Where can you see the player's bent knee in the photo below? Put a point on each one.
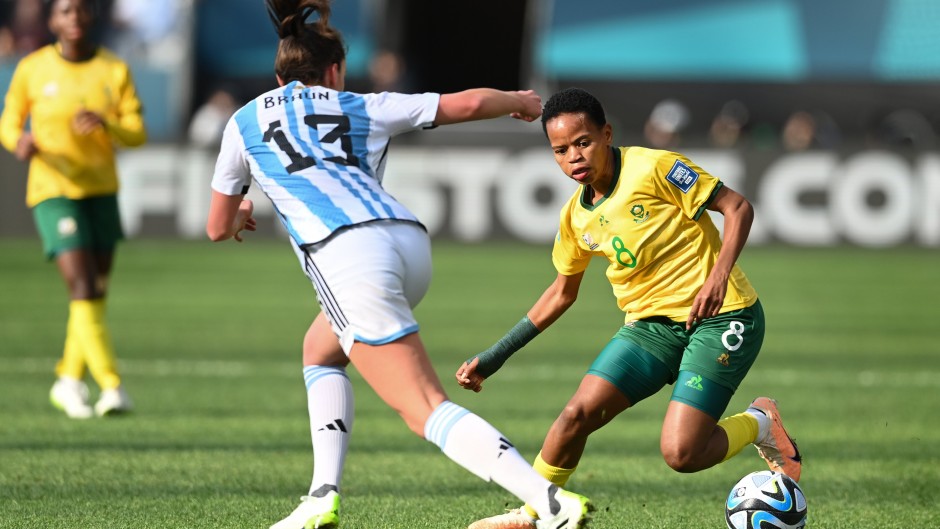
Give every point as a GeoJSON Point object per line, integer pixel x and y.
{"type": "Point", "coordinates": [573, 420]}
{"type": "Point", "coordinates": [680, 459]}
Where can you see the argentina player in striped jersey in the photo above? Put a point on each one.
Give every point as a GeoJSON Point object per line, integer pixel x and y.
{"type": "Point", "coordinates": [319, 153]}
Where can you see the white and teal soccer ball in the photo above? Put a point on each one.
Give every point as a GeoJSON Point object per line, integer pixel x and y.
{"type": "Point", "coordinates": [766, 500]}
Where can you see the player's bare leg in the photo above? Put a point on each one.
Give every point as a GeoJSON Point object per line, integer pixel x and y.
{"type": "Point", "coordinates": [691, 439]}
{"type": "Point", "coordinates": [401, 374]}
{"type": "Point", "coordinates": [330, 406]}
{"type": "Point", "coordinates": [594, 404]}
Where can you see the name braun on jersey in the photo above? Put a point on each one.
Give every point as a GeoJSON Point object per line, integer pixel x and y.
{"type": "Point", "coordinates": [306, 94]}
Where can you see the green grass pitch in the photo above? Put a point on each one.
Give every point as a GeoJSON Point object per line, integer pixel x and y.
{"type": "Point", "coordinates": [208, 338]}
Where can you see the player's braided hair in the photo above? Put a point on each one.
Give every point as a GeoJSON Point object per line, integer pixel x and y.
{"type": "Point", "coordinates": [306, 49]}
{"type": "Point", "coordinates": [47, 6]}
{"type": "Point", "coordinates": [573, 101]}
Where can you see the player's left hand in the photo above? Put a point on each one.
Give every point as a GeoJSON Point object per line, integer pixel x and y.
{"type": "Point", "coordinates": [244, 220]}
{"type": "Point", "coordinates": [709, 300]}
{"type": "Point", "coordinates": [533, 104]}
{"type": "Point", "coordinates": [467, 376]}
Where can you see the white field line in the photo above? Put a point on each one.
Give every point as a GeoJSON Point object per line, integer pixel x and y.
{"type": "Point", "coordinates": [201, 368]}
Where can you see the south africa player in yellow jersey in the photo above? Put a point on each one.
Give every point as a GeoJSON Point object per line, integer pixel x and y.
{"type": "Point", "coordinates": [692, 318]}
{"type": "Point", "coordinates": [79, 101]}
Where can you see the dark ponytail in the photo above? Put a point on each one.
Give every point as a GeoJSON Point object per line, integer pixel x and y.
{"type": "Point", "coordinates": [306, 49]}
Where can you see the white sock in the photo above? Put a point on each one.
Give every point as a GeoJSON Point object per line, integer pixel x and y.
{"type": "Point", "coordinates": [763, 423]}
{"type": "Point", "coordinates": [330, 405]}
{"type": "Point", "coordinates": [480, 448]}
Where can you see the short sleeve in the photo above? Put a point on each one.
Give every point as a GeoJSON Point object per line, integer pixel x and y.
{"type": "Point", "coordinates": [399, 113]}
{"type": "Point", "coordinates": [683, 183]}
{"type": "Point", "coordinates": [567, 256]}
{"type": "Point", "coordinates": [232, 175]}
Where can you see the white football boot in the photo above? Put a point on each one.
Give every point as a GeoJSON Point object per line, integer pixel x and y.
{"type": "Point", "coordinates": [569, 510]}
{"type": "Point", "coordinates": [112, 402]}
{"type": "Point", "coordinates": [514, 519]}
{"type": "Point", "coordinates": [71, 396]}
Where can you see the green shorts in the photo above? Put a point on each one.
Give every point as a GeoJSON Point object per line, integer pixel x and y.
{"type": "Point", "coordinates": [709, 361]}
{"type": "Point", "coordinates": [90, 223]}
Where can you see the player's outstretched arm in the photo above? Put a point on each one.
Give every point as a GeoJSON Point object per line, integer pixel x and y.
{"type": "Point", "coordinates": [487, 103]}
{"type": "Point", "coordinates": [738, 215]}
{"type": "Point", "coordinates": [556, 299]}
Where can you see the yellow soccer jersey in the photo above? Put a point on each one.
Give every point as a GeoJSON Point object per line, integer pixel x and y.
{"type": "Point", "coordinates": [49, 90]}
{"type": "Point", "coordinates": [653, 230]}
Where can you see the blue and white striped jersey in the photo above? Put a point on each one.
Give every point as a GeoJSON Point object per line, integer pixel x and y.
{"type": "Point", "coordinates": [319, 154]}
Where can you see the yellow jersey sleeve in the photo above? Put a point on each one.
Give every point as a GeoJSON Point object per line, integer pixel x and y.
{"type": "Point", "coordinates": [15, 108]}
{"type": "Point", "coordinates": [685, 184]}
{"type": "Point", "coordinates": [568, 256]}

- - - -

Exercise details = A faithful, word-for-word version of the records above is needed, with no images in it.

Answer below =
Where can you see the player's bent knee in the photo below? Put a point on each one.
Give every point as a GeoJSON Point object per line, integer pixel x and y.
{"type": "Point", "coordinates": [573, 420]}
{"type": "Point", "coordinates": [680, 459]}
Where can you see the argentina player in striped jersey in the photo above? Put a point on each one.
Give every point as a GeoJSON Point object per line, integer pixel x and y.
{"type": "Point", "coordinates": [319, 153]}
Where can you see the white and teal soccer ball in the photo above? Put a point on each one.
Give every point as a GeoJSON Point object per line, integer pixel x and y.
{"type": "Point", "coordinates": [766, 500]}
Where can you see the player's bare leg in the photo above? Put a point on each one.
Give every point as a GeoJSON Point object per line, integer pixel x and y.
{"type": "Point", "coordinates": [691, 439]}
{"type": "Point", "coordinates": [401, 374]}
{"type": "Point", "coordinates": [330, 406]}
{"type": "Point", "coordinates": [594, 404]}
Where can you see the name braun on jersey in the photo above? Put a point on each one.
Give every point as a GeoJSON Point object per line, integer pixel x and y.
{"type": "Point", "coordinates": [306, 94]}
Where can you see the green grass pitch in the photo above? Put a point on each one.
Give every point as a GeoJSON Point object per line, integer pixel x and y.
{"type": "Point", "coordinates": [208, 338]}
Where can you see the player's braided hair in the photo above? Put a point on each one.
Give every point as a GeoJSON Point object per line, integer pixel x and y.
{"type": "Point", "coordinates": [306, 49]}
{"type": "Point", "coordinates": [47, 6]}
{"type": "Point", "coordinates": [573, 101]}
Where can you see the player's left hand in the photo above? Put a point on each one.
Give every point as a GeoJSON Point object per line, integer pixel x and y.
{"type": "Point", "coordinates": [244, 220]}
{"type": "Point", "coordinates": [709, 300]}
{"type": "Point", "coordinates": [533, 104]}
{"type": "Point", "coordinates": [467, 376]}
Where can you see the white field line in the photo above? Put a point on each one.
Give every point as a GeoJSON Point object per line, integer pixel x and y.
{"type": "Point", "coordinates": [201, 368]}
Where can you see the south africa player in yellow jersey in the photo above? Put a point on each one.
Give every point as a GeoJSON Point object per line, integer pixel x and y.
{"type": "Point", "coordinates": [692, 318]}
{"type": "Point", "coordinates": [79, 101]}
Where can you see the dark ponytail in the photo above? Put a point on each one.
Give every point as a GeoJSON Point object per line, integer pixel x and y.
{"type": "Point", "coordinates": [306, 49]}
Where can you see the white sock in the photo above? Put a point on each one.
Give every point as a GeoJSON Point object per line, integer pixel x and y.
{"type": "Point", "coordinates": [763, 423]}
{"type": "Point", "coordinates": [330, 405]}
{"type": "Point", "coordinates": [480, 448]}
Where can you see the short sleeve in the photo above? Put a point on each one.
Give every point as a GeoJSON Point object per line, integer pixel x and y.
{"type": "Point", "coordinates": [399, 113]}
{"type": "Point", "coordinates": [683, 183]}
{"type": "Point", "coordinates": [567, 256]}
{"type": "Point", "coordinates": [232, 175]}
Where can you see the white football boot in the photo above? Put a point on each one.
Give every point as a GeoJSON Point object per line, integer pixel x and y.
{"type": "Point", "coordinates": [569, 510]}
{"type": "Point", "coordinates": [112, 402]}
{"type": "Point", "coordinates": [514, 519]}
{"type": "Point", "coordinates": [71, 396]}
Where can you see the green shorts in the photo above? Put a point on each one.
Give every point as a GeoJSON Point object per line, integer pixel x and y.
{"type": "Point", "coordinates": [709, 361]}
{"type": "Point", "coordinates": [90, 223]}
Where can you see the player's outstretched arm in the photo above? Put a point on each one.
Give every point as a GeoJSON Point object per line, integer pixel x and y.
{"type": "Point", "coordinates": [487, 103]}
{"type": "Point", "coordinates": [738, 215]}
{"type": "Point", "coordinates": [556, 299]}
Where can you see the yellow soccer jersey in the photo above? Put a point on each one.
Give every point as a GeoJSON Point object per line, integer pixel x and y.
{"type": "Point", "coordinates": [49, 90]}
{"type": "Point", "coordinates": [653, 230]}
Where can you see the blue and white striped jersey in the photo above? Put a point on each one.
Give every point as a GeoJSON Point object per line, integer pixel x and y.
{"type": "Point", "coordinates": [319, 154]}
Where can you see the yellow jersey sleeve in the photo above? Put a point on each one.
Give every point as a GeoJSON Point object per line, integer pixel x and y.
{"type": "Point", "coordinates": [15, 108]}
{"type": "Point", "coordinates": [685, 184]}
{"type": "Point", "coordinates": [568, 256]}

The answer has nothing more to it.